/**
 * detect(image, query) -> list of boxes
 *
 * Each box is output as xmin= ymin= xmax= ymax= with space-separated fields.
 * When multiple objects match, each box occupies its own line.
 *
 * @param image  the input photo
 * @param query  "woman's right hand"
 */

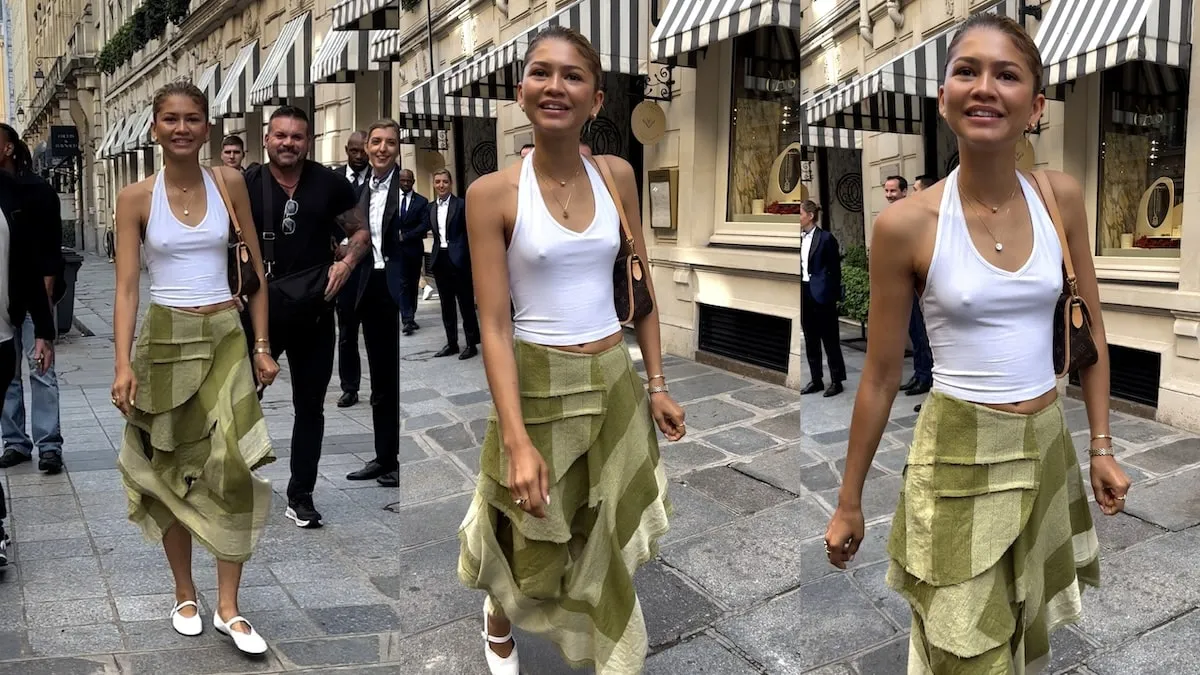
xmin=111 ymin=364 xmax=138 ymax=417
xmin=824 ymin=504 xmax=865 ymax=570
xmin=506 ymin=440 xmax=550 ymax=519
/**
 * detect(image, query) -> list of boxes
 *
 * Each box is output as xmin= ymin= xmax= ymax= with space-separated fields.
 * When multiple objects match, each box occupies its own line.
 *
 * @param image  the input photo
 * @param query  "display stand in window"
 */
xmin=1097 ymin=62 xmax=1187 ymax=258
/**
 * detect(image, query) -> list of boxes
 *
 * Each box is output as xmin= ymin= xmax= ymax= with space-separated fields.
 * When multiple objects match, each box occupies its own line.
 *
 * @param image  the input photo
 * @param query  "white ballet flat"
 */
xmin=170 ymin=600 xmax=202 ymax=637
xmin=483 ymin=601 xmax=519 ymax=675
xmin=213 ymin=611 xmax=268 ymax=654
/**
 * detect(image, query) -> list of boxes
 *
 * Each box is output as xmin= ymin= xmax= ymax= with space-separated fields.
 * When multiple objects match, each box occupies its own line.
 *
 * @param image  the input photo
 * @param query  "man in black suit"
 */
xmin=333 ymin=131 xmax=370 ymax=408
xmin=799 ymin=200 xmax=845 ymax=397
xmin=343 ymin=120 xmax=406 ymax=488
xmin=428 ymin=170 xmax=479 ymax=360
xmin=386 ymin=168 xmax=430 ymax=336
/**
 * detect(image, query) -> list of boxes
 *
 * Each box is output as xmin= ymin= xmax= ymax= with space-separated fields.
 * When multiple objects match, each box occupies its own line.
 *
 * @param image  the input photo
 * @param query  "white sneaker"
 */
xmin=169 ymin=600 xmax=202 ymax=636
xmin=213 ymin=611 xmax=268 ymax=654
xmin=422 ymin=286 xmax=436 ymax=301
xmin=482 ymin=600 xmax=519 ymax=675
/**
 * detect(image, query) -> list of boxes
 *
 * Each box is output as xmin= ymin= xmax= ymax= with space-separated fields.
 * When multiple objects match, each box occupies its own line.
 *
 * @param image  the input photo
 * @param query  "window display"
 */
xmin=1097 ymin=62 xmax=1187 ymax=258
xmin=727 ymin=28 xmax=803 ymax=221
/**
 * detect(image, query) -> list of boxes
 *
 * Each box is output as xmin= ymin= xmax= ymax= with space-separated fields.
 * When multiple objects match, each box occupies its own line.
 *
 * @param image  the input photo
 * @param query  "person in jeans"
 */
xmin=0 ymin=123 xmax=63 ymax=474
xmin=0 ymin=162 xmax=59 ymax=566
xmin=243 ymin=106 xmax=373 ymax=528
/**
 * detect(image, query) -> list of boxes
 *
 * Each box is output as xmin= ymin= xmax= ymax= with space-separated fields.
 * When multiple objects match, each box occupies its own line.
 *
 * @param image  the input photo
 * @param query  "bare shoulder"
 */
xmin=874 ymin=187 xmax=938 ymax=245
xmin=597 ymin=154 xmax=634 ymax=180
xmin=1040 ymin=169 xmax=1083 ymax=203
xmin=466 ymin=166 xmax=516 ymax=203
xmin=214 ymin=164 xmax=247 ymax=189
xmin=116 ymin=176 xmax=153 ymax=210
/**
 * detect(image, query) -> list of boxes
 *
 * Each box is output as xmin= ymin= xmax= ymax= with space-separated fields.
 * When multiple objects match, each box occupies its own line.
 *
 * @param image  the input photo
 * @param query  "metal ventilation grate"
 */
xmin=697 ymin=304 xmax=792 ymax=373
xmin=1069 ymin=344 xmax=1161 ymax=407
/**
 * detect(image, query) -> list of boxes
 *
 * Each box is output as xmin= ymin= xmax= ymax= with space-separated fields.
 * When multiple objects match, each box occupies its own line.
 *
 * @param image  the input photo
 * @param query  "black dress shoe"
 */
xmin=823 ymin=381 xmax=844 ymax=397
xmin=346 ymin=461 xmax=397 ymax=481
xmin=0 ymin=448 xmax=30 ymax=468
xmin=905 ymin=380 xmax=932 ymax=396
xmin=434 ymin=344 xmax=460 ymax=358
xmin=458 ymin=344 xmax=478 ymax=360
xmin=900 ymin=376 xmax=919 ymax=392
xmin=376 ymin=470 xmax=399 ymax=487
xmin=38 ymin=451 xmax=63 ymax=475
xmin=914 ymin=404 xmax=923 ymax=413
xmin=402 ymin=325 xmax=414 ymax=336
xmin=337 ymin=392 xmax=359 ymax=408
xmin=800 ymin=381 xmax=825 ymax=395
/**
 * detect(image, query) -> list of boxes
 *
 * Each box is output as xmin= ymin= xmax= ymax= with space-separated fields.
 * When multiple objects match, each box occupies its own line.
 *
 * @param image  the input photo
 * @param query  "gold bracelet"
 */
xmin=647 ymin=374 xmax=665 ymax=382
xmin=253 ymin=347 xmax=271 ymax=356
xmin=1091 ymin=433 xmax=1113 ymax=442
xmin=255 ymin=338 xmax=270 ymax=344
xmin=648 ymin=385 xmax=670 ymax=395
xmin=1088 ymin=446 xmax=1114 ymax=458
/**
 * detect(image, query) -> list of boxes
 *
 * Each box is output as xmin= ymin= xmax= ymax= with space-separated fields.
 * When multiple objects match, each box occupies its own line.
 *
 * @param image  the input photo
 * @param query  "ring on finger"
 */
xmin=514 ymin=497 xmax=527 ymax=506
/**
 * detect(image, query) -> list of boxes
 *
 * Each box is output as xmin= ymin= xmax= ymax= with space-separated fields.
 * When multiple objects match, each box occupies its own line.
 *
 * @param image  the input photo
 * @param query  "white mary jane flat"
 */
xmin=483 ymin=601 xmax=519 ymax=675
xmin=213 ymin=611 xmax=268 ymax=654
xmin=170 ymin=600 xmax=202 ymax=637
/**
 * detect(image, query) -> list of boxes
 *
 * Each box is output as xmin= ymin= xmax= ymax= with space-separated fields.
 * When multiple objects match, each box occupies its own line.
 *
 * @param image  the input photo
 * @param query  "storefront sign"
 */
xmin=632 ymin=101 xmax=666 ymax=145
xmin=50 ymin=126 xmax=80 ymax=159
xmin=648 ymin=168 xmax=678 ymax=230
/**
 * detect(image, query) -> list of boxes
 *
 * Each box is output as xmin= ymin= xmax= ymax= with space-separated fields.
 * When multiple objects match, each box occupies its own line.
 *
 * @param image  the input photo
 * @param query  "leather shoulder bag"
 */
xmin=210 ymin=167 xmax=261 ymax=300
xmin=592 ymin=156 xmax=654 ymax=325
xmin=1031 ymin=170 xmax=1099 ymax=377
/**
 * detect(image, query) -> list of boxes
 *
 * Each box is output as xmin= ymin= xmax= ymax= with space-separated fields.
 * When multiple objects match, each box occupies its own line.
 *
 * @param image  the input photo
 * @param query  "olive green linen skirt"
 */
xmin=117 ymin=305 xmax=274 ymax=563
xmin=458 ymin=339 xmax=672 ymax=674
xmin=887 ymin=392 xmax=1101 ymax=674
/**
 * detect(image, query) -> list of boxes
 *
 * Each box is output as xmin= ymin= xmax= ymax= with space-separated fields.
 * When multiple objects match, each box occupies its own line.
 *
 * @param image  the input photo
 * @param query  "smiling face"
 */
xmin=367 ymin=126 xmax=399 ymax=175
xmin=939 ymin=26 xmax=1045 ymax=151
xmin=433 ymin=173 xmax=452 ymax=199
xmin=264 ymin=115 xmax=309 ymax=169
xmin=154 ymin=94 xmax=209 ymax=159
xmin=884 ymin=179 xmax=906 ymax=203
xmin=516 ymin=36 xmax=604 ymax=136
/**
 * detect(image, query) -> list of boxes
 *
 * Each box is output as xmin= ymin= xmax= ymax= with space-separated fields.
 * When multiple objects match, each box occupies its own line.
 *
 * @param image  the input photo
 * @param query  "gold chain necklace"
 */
☆ ☆ ☆ ☆ ☆ ☆ ☆
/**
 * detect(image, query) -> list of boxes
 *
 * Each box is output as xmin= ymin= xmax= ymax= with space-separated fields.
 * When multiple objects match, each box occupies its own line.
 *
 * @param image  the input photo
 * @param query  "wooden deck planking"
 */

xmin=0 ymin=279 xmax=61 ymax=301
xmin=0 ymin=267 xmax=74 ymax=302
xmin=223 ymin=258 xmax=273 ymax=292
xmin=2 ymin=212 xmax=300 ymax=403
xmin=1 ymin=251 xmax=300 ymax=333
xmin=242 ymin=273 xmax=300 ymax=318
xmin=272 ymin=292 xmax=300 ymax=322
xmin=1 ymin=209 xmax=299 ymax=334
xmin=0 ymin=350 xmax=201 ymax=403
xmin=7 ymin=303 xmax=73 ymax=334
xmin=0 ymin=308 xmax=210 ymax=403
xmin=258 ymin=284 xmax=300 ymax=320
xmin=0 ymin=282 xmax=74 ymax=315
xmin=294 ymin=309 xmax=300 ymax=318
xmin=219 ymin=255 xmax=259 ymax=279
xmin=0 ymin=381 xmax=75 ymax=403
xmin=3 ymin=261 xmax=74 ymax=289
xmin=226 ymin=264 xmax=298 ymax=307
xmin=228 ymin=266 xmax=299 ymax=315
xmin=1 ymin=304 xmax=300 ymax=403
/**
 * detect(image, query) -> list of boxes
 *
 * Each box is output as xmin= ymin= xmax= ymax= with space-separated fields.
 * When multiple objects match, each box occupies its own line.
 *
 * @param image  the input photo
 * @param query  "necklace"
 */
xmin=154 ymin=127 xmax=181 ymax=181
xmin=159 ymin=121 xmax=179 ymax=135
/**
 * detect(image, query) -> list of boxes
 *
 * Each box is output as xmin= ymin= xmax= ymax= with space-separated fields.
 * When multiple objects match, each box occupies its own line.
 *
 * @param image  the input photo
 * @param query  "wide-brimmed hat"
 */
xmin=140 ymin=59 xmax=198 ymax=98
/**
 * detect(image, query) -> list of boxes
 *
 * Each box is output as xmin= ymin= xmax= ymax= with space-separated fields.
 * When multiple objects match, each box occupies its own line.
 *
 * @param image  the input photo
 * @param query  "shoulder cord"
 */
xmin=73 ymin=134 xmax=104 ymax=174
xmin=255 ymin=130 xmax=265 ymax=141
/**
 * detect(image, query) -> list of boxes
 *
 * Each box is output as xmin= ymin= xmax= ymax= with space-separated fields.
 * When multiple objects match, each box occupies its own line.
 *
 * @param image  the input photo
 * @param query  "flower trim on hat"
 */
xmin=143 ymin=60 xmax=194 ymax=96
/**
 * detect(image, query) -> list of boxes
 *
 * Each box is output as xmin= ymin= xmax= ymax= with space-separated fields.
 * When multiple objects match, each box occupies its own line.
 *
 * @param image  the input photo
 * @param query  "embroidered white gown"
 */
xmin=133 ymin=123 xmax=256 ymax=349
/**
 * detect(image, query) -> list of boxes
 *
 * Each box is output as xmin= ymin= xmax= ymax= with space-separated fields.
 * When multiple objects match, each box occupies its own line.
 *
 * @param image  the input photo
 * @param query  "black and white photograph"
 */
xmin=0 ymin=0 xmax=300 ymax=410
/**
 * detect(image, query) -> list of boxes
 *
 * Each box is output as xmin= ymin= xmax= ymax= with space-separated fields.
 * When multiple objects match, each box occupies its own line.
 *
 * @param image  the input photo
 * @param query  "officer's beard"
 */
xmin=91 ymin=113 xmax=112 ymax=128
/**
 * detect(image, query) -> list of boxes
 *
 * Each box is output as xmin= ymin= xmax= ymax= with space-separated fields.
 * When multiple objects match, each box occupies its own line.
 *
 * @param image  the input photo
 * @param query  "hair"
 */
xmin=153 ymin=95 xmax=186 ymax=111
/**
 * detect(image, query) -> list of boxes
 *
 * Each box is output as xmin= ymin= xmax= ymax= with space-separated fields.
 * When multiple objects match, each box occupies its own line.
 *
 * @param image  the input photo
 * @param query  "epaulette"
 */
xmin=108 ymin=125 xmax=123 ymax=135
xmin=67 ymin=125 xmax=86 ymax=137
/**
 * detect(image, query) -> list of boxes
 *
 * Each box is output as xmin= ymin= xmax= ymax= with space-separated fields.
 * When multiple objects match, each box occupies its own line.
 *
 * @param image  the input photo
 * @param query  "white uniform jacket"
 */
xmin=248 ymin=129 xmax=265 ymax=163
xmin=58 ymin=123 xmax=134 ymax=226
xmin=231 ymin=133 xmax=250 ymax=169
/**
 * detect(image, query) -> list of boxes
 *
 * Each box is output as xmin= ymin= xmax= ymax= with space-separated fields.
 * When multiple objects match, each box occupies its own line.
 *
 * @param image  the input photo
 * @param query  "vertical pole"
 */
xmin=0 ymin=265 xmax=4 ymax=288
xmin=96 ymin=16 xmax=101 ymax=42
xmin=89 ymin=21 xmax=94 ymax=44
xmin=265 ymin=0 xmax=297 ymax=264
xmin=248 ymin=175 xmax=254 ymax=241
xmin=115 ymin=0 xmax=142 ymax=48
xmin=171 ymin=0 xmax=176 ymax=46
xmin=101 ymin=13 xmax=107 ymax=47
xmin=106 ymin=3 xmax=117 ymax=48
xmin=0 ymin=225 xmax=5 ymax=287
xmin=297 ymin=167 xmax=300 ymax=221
☆ ☆ ☆ ☆ ☆ ☆ ☆
EXERCISE: Determine the number of lines in the listing that hold the word "display". Nothing but that number is wanted.

SOLUTION: 2